WHAT THE EXERCISE ASKS — Present everything from the row containing "of truck mirror." down to the row containing "[6,33,343,235]", both included, as a Markdown table with the columns No. and Line, numbering each entry and omitting any blank lines.

RECORD EXCERPTS —
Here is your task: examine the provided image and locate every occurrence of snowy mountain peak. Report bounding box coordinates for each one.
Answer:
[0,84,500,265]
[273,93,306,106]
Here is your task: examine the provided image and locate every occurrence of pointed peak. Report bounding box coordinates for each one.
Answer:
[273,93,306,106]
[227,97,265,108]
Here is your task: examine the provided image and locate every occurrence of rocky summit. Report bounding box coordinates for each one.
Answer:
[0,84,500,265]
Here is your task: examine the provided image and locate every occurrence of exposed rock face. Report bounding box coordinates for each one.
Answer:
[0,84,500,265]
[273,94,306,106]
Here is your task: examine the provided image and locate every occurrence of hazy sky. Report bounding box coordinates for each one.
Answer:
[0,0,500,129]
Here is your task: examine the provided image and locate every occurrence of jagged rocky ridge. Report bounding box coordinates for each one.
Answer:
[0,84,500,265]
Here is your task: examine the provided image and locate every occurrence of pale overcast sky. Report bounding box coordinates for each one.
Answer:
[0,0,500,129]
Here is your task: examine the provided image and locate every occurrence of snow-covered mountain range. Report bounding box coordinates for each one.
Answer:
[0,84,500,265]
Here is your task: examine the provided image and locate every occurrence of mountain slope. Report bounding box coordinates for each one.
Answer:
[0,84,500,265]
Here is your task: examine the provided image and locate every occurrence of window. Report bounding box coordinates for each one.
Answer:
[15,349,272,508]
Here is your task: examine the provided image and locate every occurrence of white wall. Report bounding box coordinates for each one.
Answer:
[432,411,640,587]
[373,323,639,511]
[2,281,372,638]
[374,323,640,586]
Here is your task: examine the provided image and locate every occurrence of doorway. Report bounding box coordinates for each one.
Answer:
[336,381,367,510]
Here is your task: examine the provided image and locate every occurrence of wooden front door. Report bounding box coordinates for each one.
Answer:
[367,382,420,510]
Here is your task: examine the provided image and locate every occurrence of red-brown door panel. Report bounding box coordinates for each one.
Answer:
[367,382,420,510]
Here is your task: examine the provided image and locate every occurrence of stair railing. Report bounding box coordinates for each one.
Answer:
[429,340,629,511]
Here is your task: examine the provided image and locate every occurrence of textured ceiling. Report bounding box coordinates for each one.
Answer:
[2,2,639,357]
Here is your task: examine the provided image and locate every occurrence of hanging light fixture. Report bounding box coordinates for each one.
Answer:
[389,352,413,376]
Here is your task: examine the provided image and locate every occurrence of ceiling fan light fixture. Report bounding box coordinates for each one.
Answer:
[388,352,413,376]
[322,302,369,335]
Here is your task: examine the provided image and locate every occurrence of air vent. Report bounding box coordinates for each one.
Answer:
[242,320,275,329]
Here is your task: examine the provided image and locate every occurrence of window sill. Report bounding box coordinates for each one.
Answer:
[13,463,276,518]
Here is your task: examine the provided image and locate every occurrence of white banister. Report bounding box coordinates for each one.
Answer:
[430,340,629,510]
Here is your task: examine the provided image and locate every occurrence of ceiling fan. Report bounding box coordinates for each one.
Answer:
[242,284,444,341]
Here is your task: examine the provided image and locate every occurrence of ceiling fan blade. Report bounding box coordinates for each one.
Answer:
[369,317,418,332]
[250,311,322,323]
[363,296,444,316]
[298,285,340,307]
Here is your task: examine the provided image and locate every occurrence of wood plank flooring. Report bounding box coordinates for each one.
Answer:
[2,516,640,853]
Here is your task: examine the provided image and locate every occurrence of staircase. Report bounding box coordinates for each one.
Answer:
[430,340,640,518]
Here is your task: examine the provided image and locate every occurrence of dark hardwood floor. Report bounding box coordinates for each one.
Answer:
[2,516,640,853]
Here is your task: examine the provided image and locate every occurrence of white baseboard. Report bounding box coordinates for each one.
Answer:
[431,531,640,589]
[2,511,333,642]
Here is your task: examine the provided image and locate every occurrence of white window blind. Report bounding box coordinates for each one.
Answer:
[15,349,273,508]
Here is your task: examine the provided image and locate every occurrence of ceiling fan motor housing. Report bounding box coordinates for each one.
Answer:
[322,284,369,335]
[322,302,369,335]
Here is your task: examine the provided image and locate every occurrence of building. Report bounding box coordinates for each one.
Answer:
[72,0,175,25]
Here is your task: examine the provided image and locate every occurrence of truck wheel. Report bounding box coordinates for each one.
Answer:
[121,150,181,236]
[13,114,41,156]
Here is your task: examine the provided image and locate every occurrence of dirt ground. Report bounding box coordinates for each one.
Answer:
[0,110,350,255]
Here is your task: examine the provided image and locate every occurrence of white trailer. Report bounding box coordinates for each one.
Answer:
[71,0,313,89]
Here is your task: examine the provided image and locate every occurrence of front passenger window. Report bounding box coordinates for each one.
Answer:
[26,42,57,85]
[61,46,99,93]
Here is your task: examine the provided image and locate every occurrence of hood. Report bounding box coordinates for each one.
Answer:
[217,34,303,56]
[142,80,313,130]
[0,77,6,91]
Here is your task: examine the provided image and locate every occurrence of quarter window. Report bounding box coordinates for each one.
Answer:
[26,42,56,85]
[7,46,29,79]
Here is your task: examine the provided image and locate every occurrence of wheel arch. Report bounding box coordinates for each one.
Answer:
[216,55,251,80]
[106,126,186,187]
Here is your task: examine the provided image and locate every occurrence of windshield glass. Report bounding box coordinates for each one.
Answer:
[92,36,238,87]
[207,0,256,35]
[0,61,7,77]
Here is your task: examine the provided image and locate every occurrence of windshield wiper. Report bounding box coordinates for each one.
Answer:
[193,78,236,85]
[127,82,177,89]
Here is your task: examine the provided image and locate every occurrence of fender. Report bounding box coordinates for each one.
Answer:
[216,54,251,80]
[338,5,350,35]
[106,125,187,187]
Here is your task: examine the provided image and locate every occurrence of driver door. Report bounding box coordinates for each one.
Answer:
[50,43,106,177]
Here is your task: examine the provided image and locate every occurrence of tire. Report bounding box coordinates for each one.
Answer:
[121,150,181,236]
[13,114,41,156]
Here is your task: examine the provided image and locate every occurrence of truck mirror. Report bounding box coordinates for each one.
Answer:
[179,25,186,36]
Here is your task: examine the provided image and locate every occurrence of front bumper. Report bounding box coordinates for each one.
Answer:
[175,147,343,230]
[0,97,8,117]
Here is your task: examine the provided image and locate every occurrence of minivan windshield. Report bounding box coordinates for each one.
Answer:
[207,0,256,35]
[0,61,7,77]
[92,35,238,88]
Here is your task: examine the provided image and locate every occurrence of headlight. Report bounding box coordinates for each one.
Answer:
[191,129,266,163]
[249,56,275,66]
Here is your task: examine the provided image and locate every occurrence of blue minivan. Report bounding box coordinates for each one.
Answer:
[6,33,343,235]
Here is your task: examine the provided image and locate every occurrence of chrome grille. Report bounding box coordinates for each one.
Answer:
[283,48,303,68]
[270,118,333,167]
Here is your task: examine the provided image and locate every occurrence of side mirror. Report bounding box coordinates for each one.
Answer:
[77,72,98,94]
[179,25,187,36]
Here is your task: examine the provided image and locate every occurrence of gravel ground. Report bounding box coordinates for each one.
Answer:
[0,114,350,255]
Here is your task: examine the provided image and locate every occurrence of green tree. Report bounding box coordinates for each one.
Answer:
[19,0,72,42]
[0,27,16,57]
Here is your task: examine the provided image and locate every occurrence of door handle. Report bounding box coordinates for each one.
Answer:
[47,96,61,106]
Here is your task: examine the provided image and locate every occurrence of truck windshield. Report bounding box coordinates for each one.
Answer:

ANSWER TO THE EXERCISE —
| No. | Line |
|---|---|
| 1 | Here is your task: examine the provided image and locate every occurrence of truck mirror. Report bounding box coordinates for each one. |
| 2 | Answer: |
| 3 | [179,25,186,36] |
| 4 | Here is your task: examine the provided image and locate every occurrence of front bumper. Report bounding box coordinates for each one. |
| 5 | Answer: |
| 6 | [175,147,343,230] |
| 7 | [0,97,8,117] |
| 8 | Here is your task: examine the provided image and locate every occurrence of minivan windshield. Report bounding box coordinates for each one. |
| 9 | Answer: |
| 10 | [207,0,256,35] |
| 11 | [0,61,7,77] |
| 12 | [92,35,238,88] |
| 13 | Here is your task: examine the provided image and locate every occurrence of headlight. Report bounding box coordinates for each one. |
| 14 | Answer: |
| 15 | [191,129,266,163] |
| 16 | [249,56,275,66] |
| 17 | Here is your task: examine the provided image and locate every occurrence of blue minivan. Report bounding box coordinates for each one. |
| 18 | Answer: |
| 19 | [6,33,343,235] |